他說,之所以現在還記得,也許是因為當時沒有得到釋放,情感被積壓。

他幫我在意識裡找到當時的場景,找到當時想說卻未說出口的那一句句耿耿於懷的話。說出來,便如釋重負。

我從沒有想過,正確表達真實的情緒是那麼的重要。

所謂的“暴躁”、“耿直”其實是一種扭曲的、表達情緒的方法,是被環境擠壓造成的。

當我按照內心接納傷心、憤怒、痛苦、悲痛等這些負面情緒後,再用正確的方法將它們表達出來時,一切變得不一樣了。

這裡多提一句,其實孩子也是這樣的,他們用哭泣、淘氣、憤怒等原始的方法來表達不滿,但如果你一直沒能真的理解,也不去引導孩子用語言準確表達自己的感受,那麼孩子或許成年後,都一直沒有好好體會和分辨自己情緒來源的能力。

^^^^^^^^^^^^^^^^

◆ **任務**
請逐字摘錄選錄段落中的一段,從含有「他說,之所以現在還記得,也許是因為當時沒有得到釋放,情感被積壓。」的字句開始,到「達出來時,一切變得不一樣了。」為止。 作答時只能依據選錄段落。

^^^^^^^^^^^^^^^^

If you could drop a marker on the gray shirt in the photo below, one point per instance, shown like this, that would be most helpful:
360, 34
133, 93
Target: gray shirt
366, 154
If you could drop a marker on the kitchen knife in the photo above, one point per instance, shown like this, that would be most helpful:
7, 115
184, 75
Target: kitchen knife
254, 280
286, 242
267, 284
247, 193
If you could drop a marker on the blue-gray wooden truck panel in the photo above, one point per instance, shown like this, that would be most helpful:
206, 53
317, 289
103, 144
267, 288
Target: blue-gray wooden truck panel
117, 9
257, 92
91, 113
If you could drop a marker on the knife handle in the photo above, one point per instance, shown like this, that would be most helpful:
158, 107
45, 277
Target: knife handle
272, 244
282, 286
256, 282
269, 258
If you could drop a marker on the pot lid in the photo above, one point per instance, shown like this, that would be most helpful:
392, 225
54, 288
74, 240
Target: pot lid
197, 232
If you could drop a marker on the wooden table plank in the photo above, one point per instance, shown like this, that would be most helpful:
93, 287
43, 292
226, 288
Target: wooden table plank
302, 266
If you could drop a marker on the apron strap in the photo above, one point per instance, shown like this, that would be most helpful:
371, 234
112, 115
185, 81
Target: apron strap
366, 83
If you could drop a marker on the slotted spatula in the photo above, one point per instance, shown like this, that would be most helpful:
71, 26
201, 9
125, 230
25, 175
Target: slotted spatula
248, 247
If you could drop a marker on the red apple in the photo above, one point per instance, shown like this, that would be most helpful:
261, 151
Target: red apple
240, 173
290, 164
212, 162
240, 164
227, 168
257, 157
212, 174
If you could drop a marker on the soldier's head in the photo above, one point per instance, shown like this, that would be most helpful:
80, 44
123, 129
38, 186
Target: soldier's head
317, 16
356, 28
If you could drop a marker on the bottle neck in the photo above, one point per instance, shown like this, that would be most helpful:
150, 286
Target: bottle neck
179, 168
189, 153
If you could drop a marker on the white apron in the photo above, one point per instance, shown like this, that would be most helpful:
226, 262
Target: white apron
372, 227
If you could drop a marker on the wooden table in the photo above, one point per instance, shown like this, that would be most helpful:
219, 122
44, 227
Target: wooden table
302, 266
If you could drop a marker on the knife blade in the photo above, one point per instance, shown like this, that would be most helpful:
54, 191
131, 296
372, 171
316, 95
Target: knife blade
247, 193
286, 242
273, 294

^^^^^^^^^^^^^^^^

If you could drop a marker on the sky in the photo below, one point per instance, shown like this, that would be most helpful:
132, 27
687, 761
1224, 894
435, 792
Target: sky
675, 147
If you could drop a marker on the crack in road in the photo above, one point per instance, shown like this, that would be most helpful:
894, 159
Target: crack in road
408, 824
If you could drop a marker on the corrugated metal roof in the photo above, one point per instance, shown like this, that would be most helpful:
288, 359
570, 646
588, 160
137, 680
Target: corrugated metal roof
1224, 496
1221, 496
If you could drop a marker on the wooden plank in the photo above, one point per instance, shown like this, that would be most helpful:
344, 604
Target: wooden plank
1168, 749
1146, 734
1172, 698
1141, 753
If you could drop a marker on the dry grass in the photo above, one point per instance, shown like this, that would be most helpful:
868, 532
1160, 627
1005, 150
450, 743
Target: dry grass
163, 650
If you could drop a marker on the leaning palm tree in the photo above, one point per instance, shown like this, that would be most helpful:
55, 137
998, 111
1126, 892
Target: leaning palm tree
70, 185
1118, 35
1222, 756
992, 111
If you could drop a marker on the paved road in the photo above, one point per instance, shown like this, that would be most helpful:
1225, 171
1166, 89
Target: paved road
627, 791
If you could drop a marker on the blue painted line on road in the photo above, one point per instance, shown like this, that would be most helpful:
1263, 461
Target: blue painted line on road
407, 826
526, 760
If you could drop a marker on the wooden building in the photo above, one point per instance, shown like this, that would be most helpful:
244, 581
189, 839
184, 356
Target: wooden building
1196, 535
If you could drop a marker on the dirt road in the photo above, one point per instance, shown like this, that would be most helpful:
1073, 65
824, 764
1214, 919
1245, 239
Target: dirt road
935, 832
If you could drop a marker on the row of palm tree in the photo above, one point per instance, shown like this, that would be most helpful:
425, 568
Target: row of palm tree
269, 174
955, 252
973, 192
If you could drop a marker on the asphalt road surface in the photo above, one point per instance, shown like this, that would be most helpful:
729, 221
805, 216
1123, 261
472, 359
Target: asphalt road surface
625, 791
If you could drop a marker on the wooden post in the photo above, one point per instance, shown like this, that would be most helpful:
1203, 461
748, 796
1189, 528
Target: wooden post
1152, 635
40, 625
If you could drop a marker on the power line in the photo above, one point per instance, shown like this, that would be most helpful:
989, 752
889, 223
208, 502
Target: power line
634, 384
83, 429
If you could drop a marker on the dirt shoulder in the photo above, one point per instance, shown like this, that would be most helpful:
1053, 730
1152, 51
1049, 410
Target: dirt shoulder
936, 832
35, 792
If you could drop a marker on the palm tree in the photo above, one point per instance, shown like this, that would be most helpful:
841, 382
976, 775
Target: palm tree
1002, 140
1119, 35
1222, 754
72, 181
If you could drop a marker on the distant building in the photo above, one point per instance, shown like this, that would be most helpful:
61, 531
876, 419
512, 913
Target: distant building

^^^^^^^^^^^^^^^^

◆ **本題結果**
他說,之所以現在還記得,也許是因為當時沒有得到釋放,情感被積壓。

他幫我在意識裡找到當時的場景,找到當時想說卻未說出口的那一句句耿耿於懷的話。說出來,便如釋重負。

我從沒有想過,正確表達真實的情緒是那麼的重要。

所謂的“暴躁”、“耿直”其實是一種扭曲的、表達情緒的方法,是被環境擠壓造成的。

當我按照內心接納傷心、憤怒、痛苦、悲痛等這些負面情緒後,再用正確的方法將它們表達出來時,一切變得不一樣了。